Requirement » Copy out the passage on UMaY's plans in Kenya word for word, with nothing changed.

Selected extract »
★ ★ ★

As Kenya moves forward, UMaY want to work with the Government, not against it, to help the people be uplifted, support the people as the changes are implemented.

“Big companies are now investing in Kenya and this will help develop Africa, so we all need to work together for the best outcome,” he said.

“We don’t want to repeat what is already being done but find gaps in the needs being addressed and put our focus where it is most needed.. We found that the needs of men and youth were not being addressed as much as the women were, and this was creating further problems.”

“When women learned new ways to cook or protect themselves from HIV, the men were not learning at the same time and so this compounded the problem of violence.”

“The men needed to be educated at the same time.”

“The men did not know how to process the changes, so we worked with other NGO’s to help bring about that change.”

“The exciting news is that we have now been able to apply for considerable funding and expect to receive that  in the next few months. This will enable us to build a new Centre where 6 key program streams will operate from.”

UMaY’s six program streams are:-

          Youth Support and Development Program

          Life skills training, pre-employment and education program

          Food security and agricultural training program

          Orphans and vulnerable children care and support program

          Health and vitality program

          Greening Kenya environmental program

“We will be looking after men and the boy child and well as women and girls now.”

★ ★ ★

Source data »
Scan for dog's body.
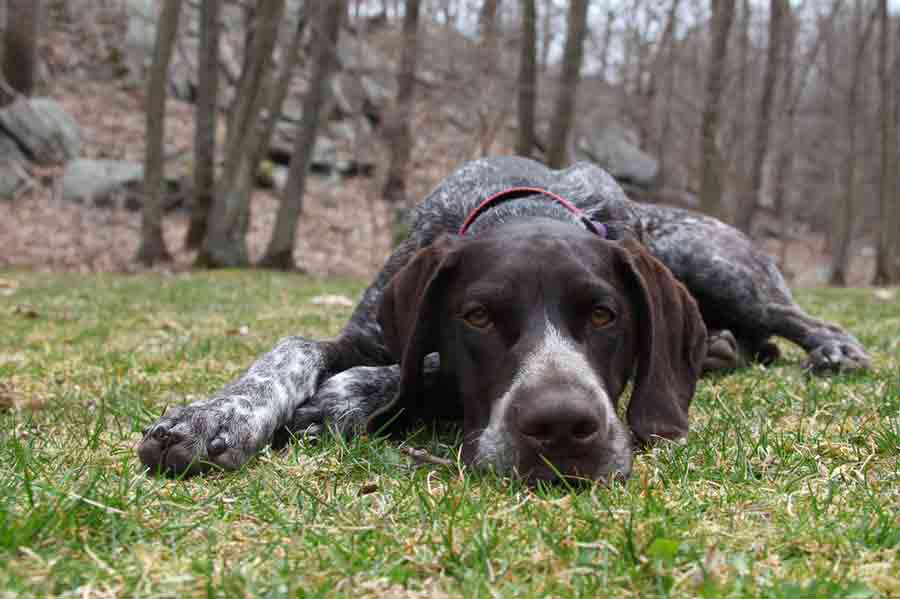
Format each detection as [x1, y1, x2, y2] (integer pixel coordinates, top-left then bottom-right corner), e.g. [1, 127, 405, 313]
[138, 157, 868, 478]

★ ★ ★

Task answer »
As Kenya moves forward, UMaY want to work with the Government, not against it, to help the people be uplifted, support the people as the changes are implemented.

“Big companies are now investing in Kenya and this will help develop Africa, so we all need to work together for the best outcome,” he said.

“We don’t want to repeat what is already being done but find gaps in the needs being addressed and put our focus where it is most needed.. We found that the needs of men and youth were not being addressed as much as the women were, and this was creating further problems.”

“When women learned new ways to cook or protect themselves from HIV, the men were not learning at the same time and so this compounded the problem of violence.”

“The men needed to be educated at the same time.”

“The men did not know how to process the changes, so we worked with other NGO’s to help bring about that change.”

“The exciting news is that we have now been able to apply for considerable funding and expect to receive that  in the next few months. This will enable us to build a new Centre where 6 key program streams will operate from.”

UMaY’s six program streams are:-

          Youth Support and Development Program

          Life skills training, pre-employment and education program

          Food security and agricultural training program

          Orphans and vulnerable children care and support program

          Health and vitality program

          Greening Kenya environmental program

“We will be looking after men and the boy child and well as women and girls now.”